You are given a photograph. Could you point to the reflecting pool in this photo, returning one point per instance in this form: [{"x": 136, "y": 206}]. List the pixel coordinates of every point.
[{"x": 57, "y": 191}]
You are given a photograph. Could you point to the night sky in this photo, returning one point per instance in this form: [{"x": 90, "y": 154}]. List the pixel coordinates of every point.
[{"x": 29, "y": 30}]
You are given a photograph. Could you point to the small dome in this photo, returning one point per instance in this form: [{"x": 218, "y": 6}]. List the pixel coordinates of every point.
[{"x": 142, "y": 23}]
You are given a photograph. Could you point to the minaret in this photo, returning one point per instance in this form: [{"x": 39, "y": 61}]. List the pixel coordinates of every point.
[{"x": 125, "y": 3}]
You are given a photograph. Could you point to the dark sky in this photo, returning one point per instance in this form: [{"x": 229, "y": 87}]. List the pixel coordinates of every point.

──────────────────────────────

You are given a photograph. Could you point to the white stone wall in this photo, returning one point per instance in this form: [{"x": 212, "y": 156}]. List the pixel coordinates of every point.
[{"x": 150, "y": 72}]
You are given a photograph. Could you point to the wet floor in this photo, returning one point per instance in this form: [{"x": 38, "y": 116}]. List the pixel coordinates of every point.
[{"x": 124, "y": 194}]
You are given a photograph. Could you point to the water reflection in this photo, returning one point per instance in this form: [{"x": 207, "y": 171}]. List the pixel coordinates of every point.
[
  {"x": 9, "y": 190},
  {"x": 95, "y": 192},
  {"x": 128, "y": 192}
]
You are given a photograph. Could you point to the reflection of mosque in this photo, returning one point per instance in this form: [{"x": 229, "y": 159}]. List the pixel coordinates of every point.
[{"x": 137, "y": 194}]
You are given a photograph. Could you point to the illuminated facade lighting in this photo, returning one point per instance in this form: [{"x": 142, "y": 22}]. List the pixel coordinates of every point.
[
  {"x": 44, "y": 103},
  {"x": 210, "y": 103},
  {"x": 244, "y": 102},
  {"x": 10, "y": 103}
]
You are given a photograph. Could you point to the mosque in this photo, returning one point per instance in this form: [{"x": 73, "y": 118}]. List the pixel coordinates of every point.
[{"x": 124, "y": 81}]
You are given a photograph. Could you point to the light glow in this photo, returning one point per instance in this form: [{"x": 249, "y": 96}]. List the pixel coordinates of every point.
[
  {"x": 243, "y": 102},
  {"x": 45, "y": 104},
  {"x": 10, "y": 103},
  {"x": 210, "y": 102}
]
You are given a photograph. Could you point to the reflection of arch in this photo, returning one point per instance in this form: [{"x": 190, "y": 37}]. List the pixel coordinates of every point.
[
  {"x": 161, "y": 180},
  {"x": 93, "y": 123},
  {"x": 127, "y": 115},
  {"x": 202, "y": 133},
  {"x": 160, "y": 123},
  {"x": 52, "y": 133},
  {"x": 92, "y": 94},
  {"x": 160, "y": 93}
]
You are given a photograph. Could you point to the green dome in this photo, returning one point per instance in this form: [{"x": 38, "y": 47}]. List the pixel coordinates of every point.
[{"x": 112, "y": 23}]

──────────────────────────────

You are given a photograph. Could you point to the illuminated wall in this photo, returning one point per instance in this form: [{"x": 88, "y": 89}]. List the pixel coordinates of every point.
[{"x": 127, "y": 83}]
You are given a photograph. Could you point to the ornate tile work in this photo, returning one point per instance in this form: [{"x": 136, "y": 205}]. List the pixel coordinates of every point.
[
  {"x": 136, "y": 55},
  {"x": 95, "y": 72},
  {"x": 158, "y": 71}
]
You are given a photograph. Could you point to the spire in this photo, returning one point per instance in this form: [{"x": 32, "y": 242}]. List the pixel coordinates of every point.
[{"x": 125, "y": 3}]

──────────────────────────────

▶ _What you have to do_:
Show each line from the rows above that contains the word "illuminated", copied word for word.

▶ _Solution for this problem_:
You are given a photograph. Could you point to the illuminated facade lighting in this photo, returning one point per instance in this form: [{"x": 142, "y": 22}]. List the pixel coordinates of every point.
You are given a photograph. Could you point to the illuminated wall in this photo, returning one point per instance in this form: [{"x": 88, "y": 89}]. List the pixel coordinates of every point.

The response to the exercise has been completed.